#### Texto de lectura
------------------------------------------------------------

Algunas cárceles hacen que la
noción del infierno sea deseable.
En el mundo invertido del blues,
donde la ruina y el dolor son garantía de veracidad, las cárceles son uno de
los regazos primarios.
Junto con plantaciones y juke joints, las prisiones
acunaron al niño trágico, le alimentaron con leche amarga.
Pusieron a los convictos a
trabajar (seis días a la semana, diez horas al día). Cultivos de algodón y
granjas de cerdos y gallinas atendidas por presos encadenados.
La apariencia era compasiva.
“Mirad, no hay puerta, no hay rejas, no hay torres de vigilancia. El terreno
está abierto”, decían los alcaides. Tras ellos, los guardias a caballo, armados
con Winchester de repetición,
mascaban tabaco y escupían. Los gargajos eran lentejuelas sobre la arcilla.
Por mucho que digan algunos
esnobistas de ciudad, el
blues no nació de noche. La lámpara de aquel parto fue el sol
que, en las plantaciones, castigaba con una severidad racista.
Los días en Parchman era muy
largos y el blues siempre estuvo ahí, a plena luz, latiendo en los surcos como
una víscera. Bukka White, que sabía lo que era una cárcel, lo dijo mejor que
nadie:
Estoy en la vieja granja Parchman
“Pero quiero volver a casa”
“Pero quiero volver a casa”
El blues de Parchman era una
polifonía de jirones: la piel desgarrada de las manos que arrancan el algodón
de las cápsulas; el chirrido de los carros de mulas arrastrando la carga hasta
las desmontadoras; los gritos de reclamo de los capataces; el himno milenarista
de las chain-gang de
hombres atados por los tobillos; los golpes de azada contra las malas hierbas;
en la lejanía, los gritos de los sondistas de las barcazas y el gemido de los
silbatos de los trenes, afinados personalmente por cada maquinista para
distinguir un convoy de otro y, a falta de relojes, decir la hora, contar los
minutos restantes de vida.

------------------------------------------------------------

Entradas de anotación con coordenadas
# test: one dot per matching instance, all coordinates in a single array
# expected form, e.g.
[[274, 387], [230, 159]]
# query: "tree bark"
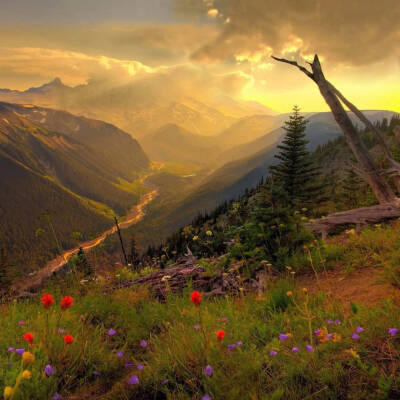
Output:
[[371, 172]]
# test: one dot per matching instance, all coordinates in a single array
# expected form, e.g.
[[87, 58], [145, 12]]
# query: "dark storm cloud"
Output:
[[350, 32]]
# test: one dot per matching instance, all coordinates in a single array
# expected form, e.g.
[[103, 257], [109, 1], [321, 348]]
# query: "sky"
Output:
[[212, 47]]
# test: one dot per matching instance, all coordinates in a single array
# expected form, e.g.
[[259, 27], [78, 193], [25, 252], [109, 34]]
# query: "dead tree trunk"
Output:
[[366, 167]]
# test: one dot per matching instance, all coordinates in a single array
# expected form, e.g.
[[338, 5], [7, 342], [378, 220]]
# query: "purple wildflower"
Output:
[[133, 380], [208, 370], [48, 370], [392, 331], [128, 364]]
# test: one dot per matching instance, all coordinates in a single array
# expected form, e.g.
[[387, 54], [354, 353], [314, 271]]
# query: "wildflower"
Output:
[[392, 331], [28, 357], [27, 374], [48, 370], [220, 335], [47, 300], [28, 337], [208, 370], [66, 302], [133, 380], [231, 347], [128, 364], [68, 339], [195, 298], [8, 391]]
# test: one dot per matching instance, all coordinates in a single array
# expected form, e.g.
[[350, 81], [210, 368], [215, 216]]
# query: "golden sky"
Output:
[[212, 47]]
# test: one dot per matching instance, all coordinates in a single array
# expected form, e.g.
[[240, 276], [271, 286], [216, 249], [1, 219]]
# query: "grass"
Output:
[[251, 362]]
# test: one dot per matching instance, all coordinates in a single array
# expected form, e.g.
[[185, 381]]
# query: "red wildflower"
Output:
[[195, 297], [68, 339], [47, 300], [28, 337], [66, 302]]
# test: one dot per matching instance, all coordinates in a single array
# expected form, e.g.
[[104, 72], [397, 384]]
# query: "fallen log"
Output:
[[359, 217]]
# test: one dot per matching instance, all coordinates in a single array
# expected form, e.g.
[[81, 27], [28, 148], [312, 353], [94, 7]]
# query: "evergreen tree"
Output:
[[296, 171]]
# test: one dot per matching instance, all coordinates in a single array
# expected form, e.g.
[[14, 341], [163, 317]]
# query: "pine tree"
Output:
[[296, 171]]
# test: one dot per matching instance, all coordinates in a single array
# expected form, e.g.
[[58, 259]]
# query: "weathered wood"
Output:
[[374, 178], [358, 217]]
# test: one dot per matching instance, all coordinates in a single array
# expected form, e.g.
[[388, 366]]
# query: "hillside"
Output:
[[140, 107], [172, 143], [79, 183]]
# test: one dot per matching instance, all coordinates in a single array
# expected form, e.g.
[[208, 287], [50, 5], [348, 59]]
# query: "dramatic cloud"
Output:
[[344, 32]]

------------------------------------------------------------

#### Ejercicios por hacer
1. Copia sin cambios el pasaje del texto sobre el blues de Parchman desde "Pusieron a los" hasta "apariencia era compasiva.".
2. Enumera todos los jirones que, según el texto sobre el blues de Parchman, formaban la polifonía de ese blues.

#### Respuestas en orden
1.
Pusieron a los convictos a
trabajar (seis días a la semana, diez horas al día). Cultivos de algodón y
granjas de cerdos y gallinas atendidas por presos encadenados.
La apariencia era compasiva.

2.
- la piel desgarrada de las manos que arrancan el algodón de las cápsulas
- el chirrido de los carros de mulas arrastrando la carga hasta las desmontadoras
- los gritos de reclamo de los capataces
- el himno milenarista de las chain-gang de hombres atados por los tobillos
- los golpes de azada contra las malas hierbas
- en la lejanía, los gritos de los sondistas de las barcazas
- el gemido de los silbatos de los trenes